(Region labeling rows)
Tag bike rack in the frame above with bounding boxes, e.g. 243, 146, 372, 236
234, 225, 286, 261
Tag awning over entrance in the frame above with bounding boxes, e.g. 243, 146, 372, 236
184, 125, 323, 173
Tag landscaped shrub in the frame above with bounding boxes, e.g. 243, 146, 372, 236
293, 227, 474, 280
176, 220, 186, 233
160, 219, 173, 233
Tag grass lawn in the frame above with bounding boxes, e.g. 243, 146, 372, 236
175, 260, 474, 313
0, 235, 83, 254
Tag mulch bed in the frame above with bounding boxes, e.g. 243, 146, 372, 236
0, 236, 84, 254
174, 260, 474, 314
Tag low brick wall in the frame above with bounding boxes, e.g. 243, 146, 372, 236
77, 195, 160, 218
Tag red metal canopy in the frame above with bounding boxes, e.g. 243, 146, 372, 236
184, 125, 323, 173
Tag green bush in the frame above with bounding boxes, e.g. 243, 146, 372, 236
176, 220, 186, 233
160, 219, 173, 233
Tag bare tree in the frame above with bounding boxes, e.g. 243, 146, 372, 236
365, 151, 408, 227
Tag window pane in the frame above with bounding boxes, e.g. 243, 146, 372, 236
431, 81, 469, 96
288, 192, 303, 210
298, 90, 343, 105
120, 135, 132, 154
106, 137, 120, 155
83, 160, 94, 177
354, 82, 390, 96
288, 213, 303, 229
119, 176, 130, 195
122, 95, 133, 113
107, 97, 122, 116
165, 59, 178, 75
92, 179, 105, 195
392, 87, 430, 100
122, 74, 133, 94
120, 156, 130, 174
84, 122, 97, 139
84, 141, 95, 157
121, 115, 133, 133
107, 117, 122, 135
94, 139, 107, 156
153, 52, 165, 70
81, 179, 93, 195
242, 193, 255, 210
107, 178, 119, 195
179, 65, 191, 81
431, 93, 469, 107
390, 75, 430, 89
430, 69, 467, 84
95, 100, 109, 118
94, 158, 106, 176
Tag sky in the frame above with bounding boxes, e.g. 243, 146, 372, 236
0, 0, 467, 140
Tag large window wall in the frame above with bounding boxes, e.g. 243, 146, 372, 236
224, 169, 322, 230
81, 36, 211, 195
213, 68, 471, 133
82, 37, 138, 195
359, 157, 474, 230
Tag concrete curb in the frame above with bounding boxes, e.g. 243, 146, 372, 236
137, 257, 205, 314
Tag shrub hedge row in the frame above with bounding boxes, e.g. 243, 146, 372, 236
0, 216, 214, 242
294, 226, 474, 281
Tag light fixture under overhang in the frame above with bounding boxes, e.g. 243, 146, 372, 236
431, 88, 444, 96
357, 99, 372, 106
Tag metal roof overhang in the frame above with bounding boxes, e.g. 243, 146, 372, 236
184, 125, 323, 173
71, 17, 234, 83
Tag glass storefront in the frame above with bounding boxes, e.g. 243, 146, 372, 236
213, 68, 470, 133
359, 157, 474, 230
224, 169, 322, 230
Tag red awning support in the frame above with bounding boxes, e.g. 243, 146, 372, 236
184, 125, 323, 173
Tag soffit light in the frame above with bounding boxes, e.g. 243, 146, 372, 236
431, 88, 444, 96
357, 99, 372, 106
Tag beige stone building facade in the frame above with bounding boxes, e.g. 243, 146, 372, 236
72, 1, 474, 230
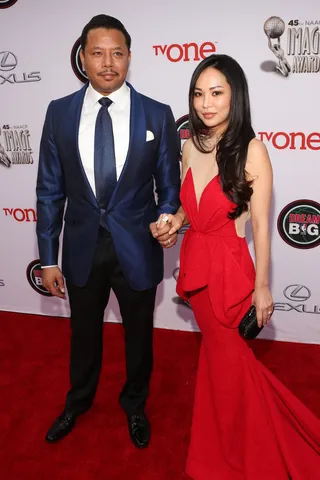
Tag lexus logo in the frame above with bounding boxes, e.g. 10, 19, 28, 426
0, 52, 18, 72
70, 38, 88, 83
283, 285, 311, 302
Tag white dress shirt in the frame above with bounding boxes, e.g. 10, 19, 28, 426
42, 83, 130, 268
78, 83, 130, 194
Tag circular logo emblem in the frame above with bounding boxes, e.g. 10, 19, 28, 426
283, 285, 311, 302
70, 38, 88, 83
176, 115, 190, 160
278, 200, 320, 249
0, 52, 18, 72
0, 0, 18, 10
27, 260, 52, 297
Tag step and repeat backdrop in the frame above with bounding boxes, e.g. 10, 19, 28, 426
0, 0, 320, 343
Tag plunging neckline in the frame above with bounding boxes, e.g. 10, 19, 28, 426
187, 167, 219, 213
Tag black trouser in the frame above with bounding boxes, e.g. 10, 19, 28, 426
66, 227, 156, 415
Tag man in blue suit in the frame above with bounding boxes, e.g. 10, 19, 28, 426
37, 15, 180, 448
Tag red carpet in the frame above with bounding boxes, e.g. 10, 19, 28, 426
0, 312, 320, 480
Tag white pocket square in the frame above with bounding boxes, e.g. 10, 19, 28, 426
146, 130, 154, 142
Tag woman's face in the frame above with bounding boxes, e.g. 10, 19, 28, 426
193, 67, 231, 132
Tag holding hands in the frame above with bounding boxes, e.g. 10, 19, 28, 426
150, 213, 184, 248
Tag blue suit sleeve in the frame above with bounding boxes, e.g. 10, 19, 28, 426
154, 106, 180, 215
36, 102, 66, 266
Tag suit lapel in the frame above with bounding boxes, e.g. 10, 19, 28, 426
108, 83, 146, 209
66, 84, 97, 206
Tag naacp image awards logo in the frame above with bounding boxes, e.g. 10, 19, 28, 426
70, 38, 88, 83
0, 125, 33, 167
26, 260, 52, 297
0, 0, 18, 10
261, 17, 320, 77
278, 200, 320, 249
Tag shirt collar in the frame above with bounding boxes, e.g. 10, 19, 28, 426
85, 82, 130, 110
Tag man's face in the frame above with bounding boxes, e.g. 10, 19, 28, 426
80, 28, 131, 95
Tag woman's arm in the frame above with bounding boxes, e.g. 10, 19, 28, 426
246, 139, 273, 325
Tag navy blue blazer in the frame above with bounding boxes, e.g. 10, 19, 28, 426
37, 84, 180, 290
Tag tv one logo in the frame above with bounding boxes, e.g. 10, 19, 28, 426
278, 200, 320, 249
3, 208, 37, 222
258, 132, 320, 150
152, 42, 216, 63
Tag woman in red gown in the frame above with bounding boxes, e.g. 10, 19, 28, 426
158, 55, 320, 480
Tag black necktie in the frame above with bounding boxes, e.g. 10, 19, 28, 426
94, 97, 117, 218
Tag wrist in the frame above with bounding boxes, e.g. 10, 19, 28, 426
254, 282, 269, 290
176, 212, 185, 225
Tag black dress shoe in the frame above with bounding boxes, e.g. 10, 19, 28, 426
46, 412, 76, 443
128, 412, 150, 448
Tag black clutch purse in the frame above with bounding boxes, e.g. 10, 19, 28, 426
238, 305, 263, 340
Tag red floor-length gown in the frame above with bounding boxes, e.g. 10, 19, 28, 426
177, 168, 320, 480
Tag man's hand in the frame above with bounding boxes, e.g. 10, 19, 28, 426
150, 213, 182, 248
42, 267, 66, 299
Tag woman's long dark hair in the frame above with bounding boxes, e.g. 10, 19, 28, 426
189, 54, 255, 219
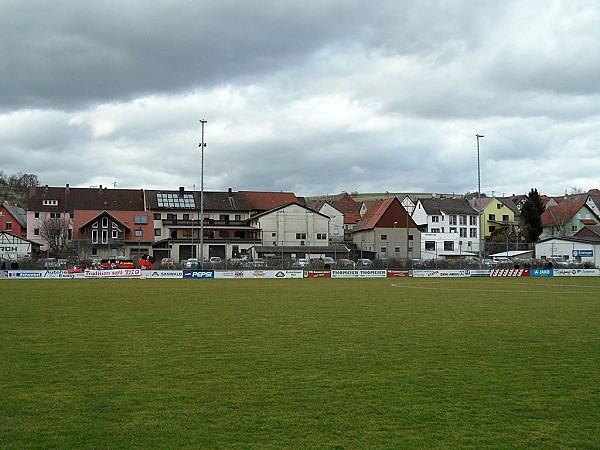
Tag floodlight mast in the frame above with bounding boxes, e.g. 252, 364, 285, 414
198, 119, 208, 269
475, 134, 484, 269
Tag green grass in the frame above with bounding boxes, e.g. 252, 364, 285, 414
0, 278, 600, 449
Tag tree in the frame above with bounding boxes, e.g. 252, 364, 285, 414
521, 188, 545, 242
40, 216, 71, 257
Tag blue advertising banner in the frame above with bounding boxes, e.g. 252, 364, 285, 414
183, 269, 215, 279
529, 269, 554, 277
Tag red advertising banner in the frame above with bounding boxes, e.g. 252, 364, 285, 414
306, 270, 331, 278
387, 270, 410, 278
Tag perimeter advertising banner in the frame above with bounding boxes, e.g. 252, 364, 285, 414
413, 270, 469, 278
215, 269, 304, 279
83, 269, 142, 278
554, 269, 600, 277
331, 269, 387, 278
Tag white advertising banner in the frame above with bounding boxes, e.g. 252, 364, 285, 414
215, 269, 304, 279
413, 270, 470, 278
84, 269, 142, 278
331, 269, 387, 278
554, 269, 600, 277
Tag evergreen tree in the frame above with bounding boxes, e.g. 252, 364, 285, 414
521, 188, 545, 242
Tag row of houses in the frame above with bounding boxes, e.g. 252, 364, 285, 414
0, 185, 600, 262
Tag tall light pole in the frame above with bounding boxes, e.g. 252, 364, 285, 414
198, 119, 207, 269
475, 134, 483, 269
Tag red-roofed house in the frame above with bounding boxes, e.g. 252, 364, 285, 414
352, 197, 421, 259
540, 202, 600, 240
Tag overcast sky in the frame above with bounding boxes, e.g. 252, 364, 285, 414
0, 0, 600, 195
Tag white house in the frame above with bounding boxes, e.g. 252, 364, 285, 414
318, 202, 344, 242
250, 203, 335, 259
412, 197, 479, 259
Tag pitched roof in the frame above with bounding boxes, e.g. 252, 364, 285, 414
240, 191, 300, 211
418, 198, 476, 216
354, 197, 417, 231
27, 185, 145, 211
542, 202, 589, 227
2, 201, 27, 228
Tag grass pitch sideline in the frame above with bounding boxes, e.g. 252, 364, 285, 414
0, 278, 600, 449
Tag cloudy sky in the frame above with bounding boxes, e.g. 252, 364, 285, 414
0, 0, 600, 195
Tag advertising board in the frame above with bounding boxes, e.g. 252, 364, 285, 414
215, 269, 304, 279
83, 269, 142, 278
530, 269, 554, 277
183, 269, 215, 280
331, 269, 387, 278
554, 269, 600, 277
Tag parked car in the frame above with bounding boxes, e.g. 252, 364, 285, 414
292, 258, 310, 269
356, 258, 373, 267
321, 256, 337, 269
184, 258, 200, 269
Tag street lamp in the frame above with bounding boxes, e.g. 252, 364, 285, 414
475, 134, 484, 269
198, 119, 207, 269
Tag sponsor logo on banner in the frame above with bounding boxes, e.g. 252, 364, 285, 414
10, 270, 44, 278
530, 269, 554, 277
84, 269, 142, 278
306, 270, 331, 278
331, 269, 387, 278
490, 269, 530, 277
183, 269, 215, 279
413, 270, 469, 278
387, 270, 410, 278
468, 269, 490, 277
146, 270, 183, 278
44, 270, 75, 278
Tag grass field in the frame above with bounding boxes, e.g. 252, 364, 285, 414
0, 278, 600, 449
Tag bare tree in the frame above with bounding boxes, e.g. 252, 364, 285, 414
40, 216, 71, 256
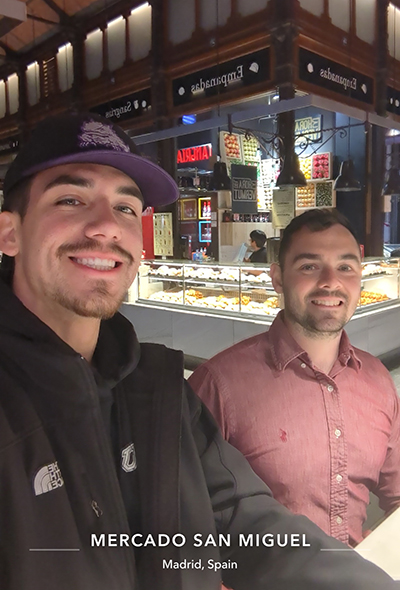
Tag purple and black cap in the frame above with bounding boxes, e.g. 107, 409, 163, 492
3, 113, 179, 207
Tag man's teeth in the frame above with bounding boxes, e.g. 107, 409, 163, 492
74, 258, 117, 270
313, 299, 341, 307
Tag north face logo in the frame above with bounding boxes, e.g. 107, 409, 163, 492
33, 461, 64, 496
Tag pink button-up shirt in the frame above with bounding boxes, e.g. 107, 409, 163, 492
189, 312, 400, 545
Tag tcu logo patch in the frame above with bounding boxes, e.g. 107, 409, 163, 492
121, 443, 137, 473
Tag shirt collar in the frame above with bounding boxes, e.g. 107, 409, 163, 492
269, 310, 361, 372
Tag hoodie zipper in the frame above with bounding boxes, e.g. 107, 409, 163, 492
78, 356, 138, 590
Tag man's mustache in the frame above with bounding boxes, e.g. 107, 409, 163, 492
57, 240, 134, 265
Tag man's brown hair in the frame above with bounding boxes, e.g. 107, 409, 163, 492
0, 177, 32, 285
278, 209, 360, 269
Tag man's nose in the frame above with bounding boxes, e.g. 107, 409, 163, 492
85, 200, 121, 241
318, 266, 340, 289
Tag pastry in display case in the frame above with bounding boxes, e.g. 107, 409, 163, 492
358, 258, 400, 311
130, 258, 400, 323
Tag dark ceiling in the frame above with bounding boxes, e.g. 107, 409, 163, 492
0, 0, 123, 65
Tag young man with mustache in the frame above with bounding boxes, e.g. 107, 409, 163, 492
189, 210, 400, 546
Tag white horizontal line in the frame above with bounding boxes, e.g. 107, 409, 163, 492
29, 548, 80, 551
320, 547, 354, 551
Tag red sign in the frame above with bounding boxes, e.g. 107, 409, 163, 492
177, 143, 212, 164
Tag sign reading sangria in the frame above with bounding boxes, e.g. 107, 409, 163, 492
176, 143, 212, 164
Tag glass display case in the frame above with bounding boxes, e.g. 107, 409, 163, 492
130, 258, 400, 321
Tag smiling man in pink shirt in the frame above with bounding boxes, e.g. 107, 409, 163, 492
190, 210, 400, 546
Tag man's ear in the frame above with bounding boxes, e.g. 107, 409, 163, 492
0, 211, 21, 256
269, 262, 283, 293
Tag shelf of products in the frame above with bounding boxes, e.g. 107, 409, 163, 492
132, 258, 400, 319
296, 180, 336, 209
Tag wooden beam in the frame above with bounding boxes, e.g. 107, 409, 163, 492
42, 0, 71, 22
27, 14, 60, 26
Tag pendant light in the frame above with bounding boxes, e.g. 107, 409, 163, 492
333, 117, 361, 193
276, 148, 307, 188
383, 145, 400, 196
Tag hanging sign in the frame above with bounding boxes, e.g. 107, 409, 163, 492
294, 115, 322, 145
0, 136, 19, 158
231, 164, 257, 213
153, 213, 174, 256
90, 88, 151, 123
172, 47, 270, 106
272, 187, 296, 229
299, 47, 374, 104
176, 143, 212, 164
386, 86, 400, 115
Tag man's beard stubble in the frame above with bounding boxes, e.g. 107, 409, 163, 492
51, 239, 135, 320
52, 279, 125, 320
284, 290, 352, 339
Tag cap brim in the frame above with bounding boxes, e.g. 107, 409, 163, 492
24, 150, 179, 207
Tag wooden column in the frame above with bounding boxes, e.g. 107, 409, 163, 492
365, 0, 389, 256
70, 30, 86, 110
271, 0, 298, 166
150, 0, 179, 258
17, 64, 28, 145
122, 11, 132, 66
100, 25, 110, 76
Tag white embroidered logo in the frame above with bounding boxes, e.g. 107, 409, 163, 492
33, 461, 64, 496
78, 121, 130, 152
121, 443, 137, 473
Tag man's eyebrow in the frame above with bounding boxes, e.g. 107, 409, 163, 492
117, 184, 144, 203
44, 174, 144, 203
340, 252, 361, 264
293, 252, 361, 264
44, 174, 93, 191
293, 252, 321, 263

Task prompt → Repeat word for word everything from the line with "Tag blue suit" down to the line with "37, 84, 180, 290", including both of those lines.

Task result →
Tag blue suit sleeve in the frame above with bounding boxes, e.g. 10, 19, 28, 426
154, 106, 180, 215
36, 102, 66, 266
Tag suit lapel in the frame above with bounding boxes, e.g. 10, 19, 28, 426
108, 83, 146, 209
66, 84, 97, 206
Tag naacp image awards logo in the frame above with bounding boxes, e.g. 10, 19, 28, 426
70, 38, 88, 83
0, 125, 33, 167
26, 260, 52, 297
0, 0, 18, 10
261, 17, 320, 77
278, 200, 320, 249
Tag shirt collar in the frame above with bounding boxes, e.g. 10, 19, 28, 426
85, 82, 130, 110
Tag man's face in the frame above with bounding boxes, e.g. 10, 19, 28, 426
80, 28, 131, 95
Tag woman's arm in the frame above with bounding boxes, e.g. 10, 19, 28, 426
246, 139, 273, 325
Tag navy blue blazer in the frame above with bounding boxes, e.g. 10, 19, 28, 426
37, 84, 180, 290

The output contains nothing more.